Task requirements.
A) Answer these questions about the passage on prayer:
(i) What were the disciples praying for?
(ii) How did the disciples respond when Peter came to the door?
(iii) According to the passage on prayer, why do we need to leave it all up to God?
B) Pick up the passage on prayer after its final question and write the next few sentences.

Provided text.
There is another side to the lesson from today’s reading. Sometimes, even when we are praying for a miracle, we don’t believe them when they happen right in front of us. Notice that the disciples were praying intensely for Peter’s release, yet, when he came to the door – in direct answer to their prayer – they didn’t believe it.
So, how do we reconcile these two thoughts today? On the one hand we said that we need to leave it all up to God because sometimes good people get killed. Yet, on the other hand we see the prayers of the faithful being answered in a miraculous, resurrection-like, display of God’s power. Which is it? Do we passively concede to the Sovereign will of God, or do we fervently pray in order to see God’s power worked out?

Dataset content.
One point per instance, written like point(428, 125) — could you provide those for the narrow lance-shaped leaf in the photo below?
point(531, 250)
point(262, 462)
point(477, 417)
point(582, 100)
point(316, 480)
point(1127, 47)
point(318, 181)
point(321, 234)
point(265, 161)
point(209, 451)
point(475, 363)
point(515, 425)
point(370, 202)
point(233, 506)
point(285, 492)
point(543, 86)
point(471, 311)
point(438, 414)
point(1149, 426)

Results of the tasks.
A)
(i) They were praying intensely for Peter's release.
(ii) They didn't believe it.
(iii) Because sometimes good people get killed.

B)
The answer to this question exposes the very nature of God. The answer is…both. God calls us to pray fervently so that we will become aligned to God’s will and see God’s glory. Yet, it is God’s will and not ours that will be done. As servants of the Almighty we need to live and pray each day holding two things in our hearts: first we need to live in expectancy that God can and will do miracles in and through us when we are available to God, and, two, it has little to do with us and everything to do with God. We can trust God no matter what.
James died and for that we mourn. Peter was spared to preach another day, and for that we rejoice. Through it all, it is the Kingdom of God that advances, not us.